§ Text to read
---

Justice Dickson got his third crack at the asbestos statute of repose when he authored the majority opinion in Myers v. Crouse-Hinds Division of Cooper Industries, Inc., ___ N.E.3d ___, Nos. 49S00–1502–MI–119, 49S00–1501–MI–35, 49S00–1501–MI–36, 2016 WL 825111 (Ind. Mar. 2, 2016). This time, the Indiana Supreme Court invalidated the new statute of repose under Article 1, Section 23. The plaintiffs argued that the statute “draws a constitutionally impermissible distinction between asbestos plaintiffs who both mined and sold raw asbestos and asbestos plaintiffs who were injured by defendants outside that category.” Id. at *2. According to Justice Dickson, this was a different Article 1, Section 23 claim than the majority analyzed in Ott where Justice Sullivan examined only the disparity between asbestos plaintiffs and other products liability plaintiffs.

---

§ Information provided
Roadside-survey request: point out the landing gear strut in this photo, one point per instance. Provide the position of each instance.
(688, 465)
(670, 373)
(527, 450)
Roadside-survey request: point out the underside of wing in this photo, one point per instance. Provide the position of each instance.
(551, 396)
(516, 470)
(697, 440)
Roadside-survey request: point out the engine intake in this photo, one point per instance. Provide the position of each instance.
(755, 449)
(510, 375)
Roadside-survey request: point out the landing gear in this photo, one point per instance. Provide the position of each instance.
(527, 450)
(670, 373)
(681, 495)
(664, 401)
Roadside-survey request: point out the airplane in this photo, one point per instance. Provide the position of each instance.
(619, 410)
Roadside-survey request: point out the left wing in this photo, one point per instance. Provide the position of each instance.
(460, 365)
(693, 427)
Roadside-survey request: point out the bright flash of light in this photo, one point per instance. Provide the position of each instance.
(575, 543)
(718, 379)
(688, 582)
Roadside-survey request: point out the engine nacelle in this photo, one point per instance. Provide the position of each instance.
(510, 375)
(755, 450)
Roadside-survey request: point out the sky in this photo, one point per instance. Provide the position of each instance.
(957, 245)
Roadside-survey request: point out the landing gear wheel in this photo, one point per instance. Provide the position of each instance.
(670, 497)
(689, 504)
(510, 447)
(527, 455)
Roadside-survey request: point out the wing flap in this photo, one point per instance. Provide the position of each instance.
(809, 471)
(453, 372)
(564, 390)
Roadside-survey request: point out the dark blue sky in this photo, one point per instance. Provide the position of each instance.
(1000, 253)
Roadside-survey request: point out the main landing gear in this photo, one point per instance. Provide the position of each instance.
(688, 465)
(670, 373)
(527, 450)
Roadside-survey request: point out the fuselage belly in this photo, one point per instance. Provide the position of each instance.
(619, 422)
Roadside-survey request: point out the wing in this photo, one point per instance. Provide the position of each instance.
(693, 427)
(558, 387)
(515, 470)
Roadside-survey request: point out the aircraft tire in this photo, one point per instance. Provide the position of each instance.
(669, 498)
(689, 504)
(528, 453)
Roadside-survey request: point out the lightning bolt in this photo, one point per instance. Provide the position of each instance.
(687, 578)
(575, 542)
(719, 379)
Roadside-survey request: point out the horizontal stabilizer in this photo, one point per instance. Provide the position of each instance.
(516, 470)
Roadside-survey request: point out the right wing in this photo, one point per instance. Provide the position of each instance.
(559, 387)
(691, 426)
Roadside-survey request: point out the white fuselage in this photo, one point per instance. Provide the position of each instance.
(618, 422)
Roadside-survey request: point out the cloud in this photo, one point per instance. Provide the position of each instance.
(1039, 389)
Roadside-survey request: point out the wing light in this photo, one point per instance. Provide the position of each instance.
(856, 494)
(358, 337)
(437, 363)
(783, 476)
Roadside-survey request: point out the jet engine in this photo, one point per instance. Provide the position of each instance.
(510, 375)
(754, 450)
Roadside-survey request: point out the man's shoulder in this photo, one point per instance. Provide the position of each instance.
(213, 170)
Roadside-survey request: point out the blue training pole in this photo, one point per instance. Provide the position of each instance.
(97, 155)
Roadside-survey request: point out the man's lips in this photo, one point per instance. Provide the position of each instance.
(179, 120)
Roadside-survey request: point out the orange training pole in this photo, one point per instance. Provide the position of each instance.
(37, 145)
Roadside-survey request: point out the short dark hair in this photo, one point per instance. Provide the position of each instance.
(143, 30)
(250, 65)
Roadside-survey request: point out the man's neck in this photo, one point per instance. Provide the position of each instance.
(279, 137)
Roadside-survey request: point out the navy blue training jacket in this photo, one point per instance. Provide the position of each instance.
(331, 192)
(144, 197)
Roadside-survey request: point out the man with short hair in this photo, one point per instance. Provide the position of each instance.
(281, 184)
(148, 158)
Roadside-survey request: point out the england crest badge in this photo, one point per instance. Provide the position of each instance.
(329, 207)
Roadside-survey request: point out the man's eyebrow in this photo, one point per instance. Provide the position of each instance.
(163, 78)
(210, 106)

---

§ Problems to work on
- a) From the passage on the asbestos statute of repose, extract the part from "Justice Dickson got" to "products liability plaintiffs.".
- b) Answer these questions using the passage on the asbestos statute of repose.
(i) Which justice wrote the majority opinion in Myers v. Crouse-Hinds Division of Cooper Industries, Inc.?
(ii) Under what constitutional provision did the Indiana Supreme Court invalidate the new statute of repose?
(iii) In Ott, which justice examined only the disparity between asbestos plaintiffs and other products liability plaintiffs?

§ Expected responses
- a)
Justice Dickson got his third crack at the asbestos statute of repose when he authored the majority opinion in Myers v. Crouse-Hinds Division of Cooper Industries, Inc., ___ N.E.3d ___, Nos. 49S00–1502–MI–119, 49S00–1501–MI–35, 49S00–1501–MI–36, 2016 WL 825111 (Ind. Mar. 2, 2016). This time, the Indiana Supreme Court invalidated the new statute of repose under Article 1, Section 23. The plaintiffs argued that the statute “draws a constitutionally impermissible distinction between asbestos plaintiffs who both mined and sold raw asbestos and asbestos plaintiffs who were injured by defendants outside that category.” Id. at *2. According to Justice Dickson, this was a different Article 1, Section 23 claim than the majority analyzed in Ott where Justice Sullivan examined only the disparity between asbestos plaintiffs and other products liability plaintiffs.

- b)
(i) Justice Dickson
(ii) Article 1, Section 23
(iii) Justice Sullivan